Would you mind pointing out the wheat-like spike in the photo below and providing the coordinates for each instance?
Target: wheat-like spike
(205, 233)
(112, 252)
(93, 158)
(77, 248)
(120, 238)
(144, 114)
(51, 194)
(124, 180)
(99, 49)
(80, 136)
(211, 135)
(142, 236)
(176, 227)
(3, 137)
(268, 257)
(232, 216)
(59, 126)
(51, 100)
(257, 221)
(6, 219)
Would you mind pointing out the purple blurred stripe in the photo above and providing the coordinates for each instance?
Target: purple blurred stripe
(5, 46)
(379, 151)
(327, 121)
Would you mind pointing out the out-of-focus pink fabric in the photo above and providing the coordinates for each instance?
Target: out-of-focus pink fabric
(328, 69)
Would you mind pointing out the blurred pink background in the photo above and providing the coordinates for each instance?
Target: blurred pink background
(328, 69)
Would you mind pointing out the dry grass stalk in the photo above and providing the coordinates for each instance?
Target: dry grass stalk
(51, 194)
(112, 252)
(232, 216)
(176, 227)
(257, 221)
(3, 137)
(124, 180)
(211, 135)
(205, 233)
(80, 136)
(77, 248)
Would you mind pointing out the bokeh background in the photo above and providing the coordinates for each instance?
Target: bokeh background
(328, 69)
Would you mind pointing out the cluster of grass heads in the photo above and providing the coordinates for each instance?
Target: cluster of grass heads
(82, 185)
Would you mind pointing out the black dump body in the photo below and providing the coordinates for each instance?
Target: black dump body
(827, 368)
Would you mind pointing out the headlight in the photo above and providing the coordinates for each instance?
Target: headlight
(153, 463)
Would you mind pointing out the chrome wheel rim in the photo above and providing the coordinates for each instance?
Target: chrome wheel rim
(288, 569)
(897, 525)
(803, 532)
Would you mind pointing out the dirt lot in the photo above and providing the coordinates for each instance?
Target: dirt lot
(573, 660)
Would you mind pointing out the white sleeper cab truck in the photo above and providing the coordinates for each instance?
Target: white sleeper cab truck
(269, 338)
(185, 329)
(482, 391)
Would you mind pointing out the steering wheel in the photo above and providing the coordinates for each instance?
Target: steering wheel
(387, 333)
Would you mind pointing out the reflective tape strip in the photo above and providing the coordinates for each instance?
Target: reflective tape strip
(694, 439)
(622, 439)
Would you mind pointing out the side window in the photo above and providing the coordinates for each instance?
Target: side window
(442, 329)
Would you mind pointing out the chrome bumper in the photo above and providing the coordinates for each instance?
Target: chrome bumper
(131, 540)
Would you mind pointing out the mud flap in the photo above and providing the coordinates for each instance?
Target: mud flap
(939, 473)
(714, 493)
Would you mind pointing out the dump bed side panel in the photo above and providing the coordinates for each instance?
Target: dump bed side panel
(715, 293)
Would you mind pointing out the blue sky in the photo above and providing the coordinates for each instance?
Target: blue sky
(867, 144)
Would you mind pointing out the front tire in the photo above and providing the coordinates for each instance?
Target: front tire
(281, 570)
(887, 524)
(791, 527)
************
### Task to complete
Reproduce every record above, substituting "positions" for each occurrence of "coordinates" and leaving everything else unchanged.

### Full solution
Would you mind pointing out the wheat-like spike in the photo below and providing the positions for each instance?
Target: wheat-like spike
(205, 233)
(112, 252)
(93, 158)
(77, 248)
(120, 238)
(144, 114)
(51, 194)
(124, 180)
(99, 49)
(80, 136)
(211, 135)
(142, 236)
(176, 227)
(3, 137)
(268, 257)
(232, 216)
(59, 126)
(51, 100)
(257, 221)
(6, 219)
Would you mind pointing out the purple blurred stripe in the photo above and providing the positions for each instance?
Target: purple blurred stripe
(5, 46)
(379, 151)
(327, 121)
Would you mind pointing out the out-of-focus pink fabric in the photo above and providing the positions for each instance?
Target: out-of-focus pink fabric
(328, 69)
Would you mind pointing out the blurred pink background in the photo above and providing the positions for each instance?
Target: blurred pink background
(328, 69)
Would you mind pointing out the dry grass stalk in the photo above and providing the positions for each instance?
Target: dry grass stalk
(51, 194)
(112, 252)
(232, 216)
(176, 227)
(257, 221)
(3, 137)
(124, 180)
(211, 135)
(205, 233)
(80, 136)
(77, 248)
Would you mind pointing out the bokeh background in the photo above and providing the positions for each instance?
Target: bokeh background
(328, 69)
Would you mind pointing out the cluster of grass heads in the photo above and providing the positions for each instance?
Target: cluster of grass heads
(82, 185)
Would you mind pointing out the black dump body in the photo below and providing the positions for each instance?
Target: black dump body
(827, 368)
Would you mind pointing out the headlight in the photo above and providing the positions for each instance?
Target: headlight
(153, 463)
Would you mind pointing out the chrome wheel rim in the photo above and providing the positions for each instance?
Target: chrome wheel rim
(288, 569)
(897, 525)
(803, 532)
Would you mind pointing out the dirt lot in the photo above and providing the positions for each instance?
Target: dirt lot
(573, 660)
Would you mind pointing out the white sleeper cab truck in the photo above and providing the positions for each instance?
Target: white sleeper cab truck
(269, 338)
(185, 329)
(482, 391)
Would you mind pointing out the steering wheel in the photo above and providing the positions for each instance?
Target: steering wheel
(387, 333)
Would you mind pointing out the reflective tape strip in the photo above and providing the positions for each instance?
Target: reflective tape strip
(694, 439)
(622, 439)
Would you mind pointing out the side window in the photo above and providing the positions for each instance?
Target: side window
(442, 329)
Would you mind pointing out the chrome bumper in the photo above and providing the positions for each instance?
Target: chrome bumper
(131, 540)
Would you mind pointing out the mud flap in the photo above and providing the positions for each instance?
Target: mud flap
(939, 473)
(714, 493)
Would you mind pointing out the dump bed side panel in the photo above and providing the positions for each instance?
Target: dump bed side panel
(715, 293)
Would you mind pointing out the blue sky in the photo above and providing the positions for each instance?
Target: blue sky
(867, 144)
Would you mind pointing out the front tire in the photo above and providing the positions for each instance?
Target: front tire
(281, 570)
(887, 524)
(791, 527)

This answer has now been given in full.